[Work to complete]
Where an entry holds an image, leave the image out; otherwise reproduce the entry exactly.

┄┄┄┄┄┄┄┄┄┄

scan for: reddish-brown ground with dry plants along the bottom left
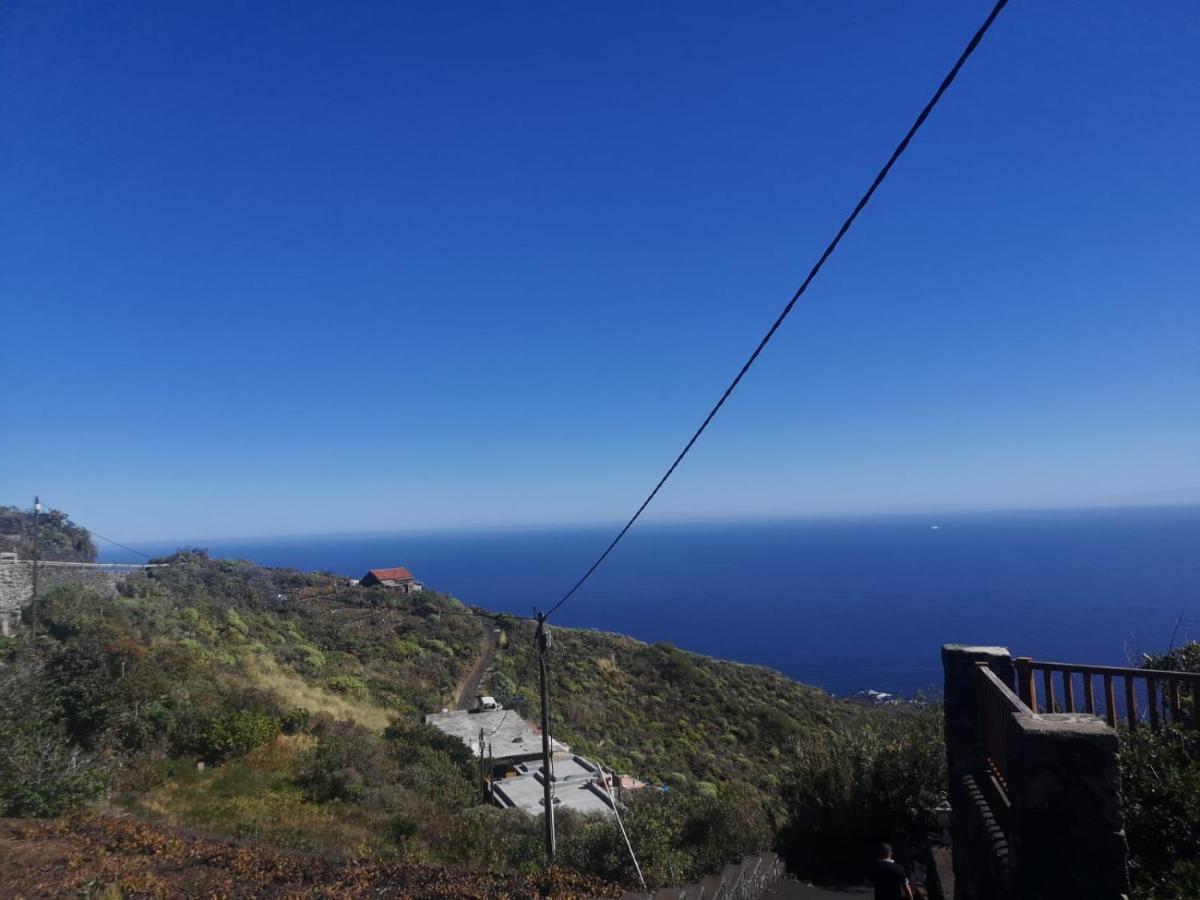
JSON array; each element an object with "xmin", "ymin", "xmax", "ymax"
[{"xmin": 0, "ymin": 817, "xmax": 620, "ymax": 900}]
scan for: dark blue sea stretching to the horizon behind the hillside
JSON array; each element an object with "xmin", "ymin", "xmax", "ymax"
[{"xmin": 102, "ymin": 506, "xmax": 1200, "ymax": 695}]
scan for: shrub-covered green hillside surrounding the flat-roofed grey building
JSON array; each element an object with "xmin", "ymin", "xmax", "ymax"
[{"xmin": 0, "ymin": 551, "xmax": 936, "ymax": 884}]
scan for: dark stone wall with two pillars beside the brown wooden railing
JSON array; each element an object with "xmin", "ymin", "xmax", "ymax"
[{"xmin": 942, "ymin": 644, "xmax": 1128, "ymax": 900}]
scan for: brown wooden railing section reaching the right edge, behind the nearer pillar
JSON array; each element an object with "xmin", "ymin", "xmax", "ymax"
[{"xmin": 1014, "ymin": 656, "xmax": 1200, "ymax": 730}]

┄┄┄┄┄┄┄┄┄┄

[Response]
scan for: reddish-brown ground with dry plants along the bottom left
JSON array; each element an object with "xmin", "ymin", "xmax", "ymax"
[{"xmin": 0, "ymin": 817, "xmax": 620, "ymax": 900}]
scan for: dark blue sea stretching to the horizon behind the hillside
JSON array; each element an object with "xmin", "ymin", "xmax", "ymax"
[{"xmin": 102, "ymin": 506, "xmax": 1200, "ymax": 695}]
scan for: shrub-covered green hillside surrounding the flat-roofed grey building
JSON array; each element an object with "xmin", "ymin", "xmax", "ymax"
[{"xmin": 0, "ymin": 551, "xmax": 936, "ymax": 884}]
scan for: dark stone wall with two pillars beside the brown wooden railing
JSON array; each element an object with "xmin", "ymin", "xmax", "ymax"
[{"xmin": 942, "ymin": 644, "xmax": 1128, "ymax": 900}]
scan for: brown wooden railing section reaching the right edge, behind the nearer pillar
JSON array; each element an object with "xmin", "ymin", "xmax", "ymax"
[{"xmin": 1014, "ymin": 656, "xmax": 1200, "ymax": 730}]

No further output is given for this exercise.